All records below must be retyped exactly.

▶ _Data in this exercise_
<<<<

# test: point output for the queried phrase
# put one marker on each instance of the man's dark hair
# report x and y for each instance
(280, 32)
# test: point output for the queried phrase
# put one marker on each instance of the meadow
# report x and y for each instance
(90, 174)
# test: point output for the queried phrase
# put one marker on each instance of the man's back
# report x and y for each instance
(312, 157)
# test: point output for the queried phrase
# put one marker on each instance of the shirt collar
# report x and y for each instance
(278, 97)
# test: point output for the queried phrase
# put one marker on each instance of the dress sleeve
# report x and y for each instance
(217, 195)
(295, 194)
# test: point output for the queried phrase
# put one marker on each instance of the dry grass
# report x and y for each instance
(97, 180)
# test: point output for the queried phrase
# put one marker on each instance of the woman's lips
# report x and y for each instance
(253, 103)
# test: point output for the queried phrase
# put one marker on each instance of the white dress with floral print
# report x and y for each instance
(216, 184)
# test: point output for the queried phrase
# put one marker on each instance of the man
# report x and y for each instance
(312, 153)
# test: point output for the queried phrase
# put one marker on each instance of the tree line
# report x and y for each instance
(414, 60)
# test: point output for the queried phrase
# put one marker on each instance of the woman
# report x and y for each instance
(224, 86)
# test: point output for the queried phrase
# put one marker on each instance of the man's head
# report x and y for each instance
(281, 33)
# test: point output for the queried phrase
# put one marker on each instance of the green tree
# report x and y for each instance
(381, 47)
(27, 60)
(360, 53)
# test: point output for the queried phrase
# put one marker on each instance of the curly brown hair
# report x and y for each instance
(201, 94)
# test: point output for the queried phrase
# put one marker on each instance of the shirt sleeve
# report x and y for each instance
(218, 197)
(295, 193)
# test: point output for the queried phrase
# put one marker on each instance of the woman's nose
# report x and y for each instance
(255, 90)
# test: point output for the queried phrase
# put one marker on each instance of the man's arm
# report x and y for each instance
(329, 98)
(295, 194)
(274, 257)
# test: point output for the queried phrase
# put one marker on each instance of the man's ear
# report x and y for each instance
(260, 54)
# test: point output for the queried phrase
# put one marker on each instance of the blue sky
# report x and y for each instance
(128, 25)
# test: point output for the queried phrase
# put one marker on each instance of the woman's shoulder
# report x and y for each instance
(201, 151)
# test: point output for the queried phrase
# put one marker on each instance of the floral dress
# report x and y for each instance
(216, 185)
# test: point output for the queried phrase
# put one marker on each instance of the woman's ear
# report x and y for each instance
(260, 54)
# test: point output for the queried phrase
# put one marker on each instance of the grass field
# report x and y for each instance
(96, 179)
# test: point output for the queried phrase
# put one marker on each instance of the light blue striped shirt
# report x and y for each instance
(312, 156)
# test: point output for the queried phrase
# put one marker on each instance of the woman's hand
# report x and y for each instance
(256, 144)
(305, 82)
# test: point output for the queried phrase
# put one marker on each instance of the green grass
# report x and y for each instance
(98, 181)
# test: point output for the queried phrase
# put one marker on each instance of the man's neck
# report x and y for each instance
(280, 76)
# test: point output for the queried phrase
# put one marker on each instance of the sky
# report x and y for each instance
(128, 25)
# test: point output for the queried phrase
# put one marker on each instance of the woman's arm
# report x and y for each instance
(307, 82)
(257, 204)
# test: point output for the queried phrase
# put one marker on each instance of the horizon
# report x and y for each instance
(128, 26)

>>>>

▶ _Output below_
# test: point output for the queried phrase
# put one marker on each instance of the man's dark hair
# report x and y for each instance
(280, 32)
# test: point output for the queried phrase
# put one marker on each instance of the meadow
# report x and y for each instance
(90, 174)
# test: point output for the queried phrase
# put one marker on each instance of the man's back
# report x and y for each instance
(312, 157)
# test: point output for the queried phrase
# put one marker on each instance of the shirt collar
# report x and y for each instance
(278, 97)
# test: point output for the queried phrase
# put one marker on each instance of the dress sleeve
# report x and y for each instance
(217, 195)
(295, 194)
# test: point output for the queried phrase
# put one marker on each instance of the dry grass
# report x and y for each instance
(97, 180)
# test: point output for the queried phrase
# put one marker on each instance of the woman's lips
# report x and y for each instance
(253, 103)
# test: point output for the queried phrase
# put one marker on each instance of the white dress with floral print
# report x and y for each instance
(216, 184)
# test: point output for the queried phrase
# put one marker on each instance of the man
# report x and y for each instance
(312, 153)
# test: point output for the queried phrase
# put one marker on each instance of the tree line
# report x and y for each instance
(414, 60)
# test: point output for the queried phrase
# put one marker on each instance of the woman
# report x and y for each instance
(224, 86)
# test: point output for the queried phrase
# put one marker on each instance of the man's head
# report x and y for each instance
(281, 33)
# test: point output for the queried phrase
# put one marker on each instance of the green tree
# report x and y for each instance
(381, 47)
(27, 60)
(360, 53)
# test: point output for the queried phrase
# put one marker on each instance of the curly brown hair
# report x and y for each instance
(201, 94)
# test: point output for the queried phrase
# put one marker on each instance of the shirt sleeve
# report x and y for each instance
(218, 197)
(295, 193)
# test: point output for the queried phrase
# put one marker on each instance of the woman's nose
# report x and y for each instance
(255, 90)
# test: point output for the queried phrase
# put one marker on each instance of the man's arm
# report x and y for each instance
(329, 98)
(295, 194)
(274, 257)
# test: point output for the queried phrase
# put one marker on each instance of the man's ear
# report x and y for each instance
(260, 54)
# test: point output for the queried phrase
# put one marker on each instance of the blue sky
# report x and y for each instance
(128, 25)
# test: point output for the queried phrase
# put one marker on each instance of the woman's shoulder
# report x and y for each instance
(201, 151)
# test: point output for the queried phrase
# put one marker on each instance of the floral dress
# report x and y for each instance
(216, 185)
# test: point output for the queried phrase
# put one marker on each instance of the woman's ear
# report x and y for each instance
(260, 54)
# test: point output for the queried phrase
# put one marker on each instance of the grass field
# report x and y for each instance
(96, 179)
# test: point output for the queried phrase
# put one marker on each instance of the light blue striped shirt
# report x and y for each instance
(312, 156)
# test: point output for the queried phrase
# put one marker on each instance of the woman's hand
# report x and y for each instance
(256, 144)
(305, 82)
# test: point output for the queried phrase
# put one marker on each instance of the green grass
# report x and y for each instance
(98, 181)
# test: point output for the queried phrase
# put one marker on each instance of the man's neck
# report x and y for each instance
(280, 76)
# test: point output for the queried phrase
# put one marker on each instance of the sky
# report x and y for each instance
(128, 25)
# test: point output for the queried phrase
# put one marker on each instance of the woman's arm
# report x and y for each instance
(307, 82)
(257, 204)
# test: point output for the queried phrase
# put one marker on each instance of the horizon
# report x and y for each instance
(128, 26)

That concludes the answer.